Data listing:
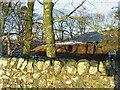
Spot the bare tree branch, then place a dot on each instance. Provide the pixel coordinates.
(62, 18)
(56, 2)
(40, 2)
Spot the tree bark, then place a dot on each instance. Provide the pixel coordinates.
(48, 27)
(28, 30)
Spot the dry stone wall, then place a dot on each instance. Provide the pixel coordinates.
(21, 73)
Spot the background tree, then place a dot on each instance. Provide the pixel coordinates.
(48, 28)
(28, 30)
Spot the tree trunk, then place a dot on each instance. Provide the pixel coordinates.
(28, 30)
(48, 27)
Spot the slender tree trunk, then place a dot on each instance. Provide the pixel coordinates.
(28, 31)
(48, 27)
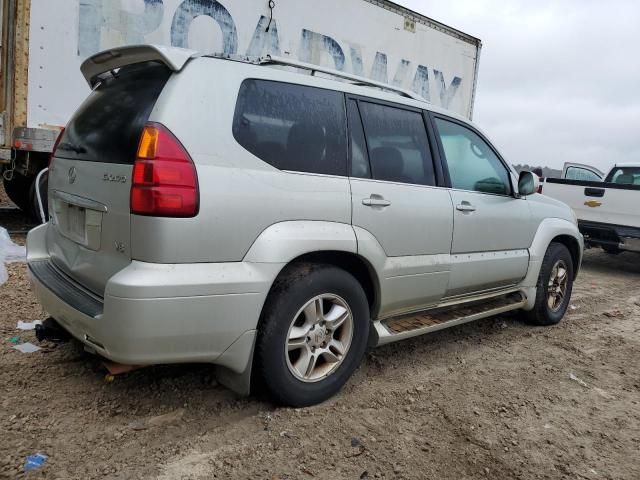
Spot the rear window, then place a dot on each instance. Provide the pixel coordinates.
(625, 176)
(107, 126)
(292, 127)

- _GIVEN INSTRUCTION_:
Reproduce every record above exactly, but leave out the pictures.

- _RESULT_:
Spot the bare tree branch, then place a dot on each instance. Provide the pixel coordinates.
(62, 18)
(56, 2)
(40, 2)
Spot the tree bark, then place a dot on each instance. Provide the pixel coordinates.
(48, 27)
(28, 30)
Spot the dry stone wall, then place a dot on each instance. Provide the pixel coordinates.
(21, 73)
Spot the background tree, then place a dot on each instance. Provide the pixel coordinates.
(48, 28)
(28, 30)
Spot the tree trunk, then place a dot on each instance. Provide the pixel coordinates.
(28, 30)
(48, 27)
Spot the slender tree trunk, then place a dot on each instance. Provide the pixel coordinates.
(28, 31)
(48, 27)
Spot the rear window, then place a dot on each instance. Provide the pixel coordinates.
(625, 176)
(107, 126)
(292, 127)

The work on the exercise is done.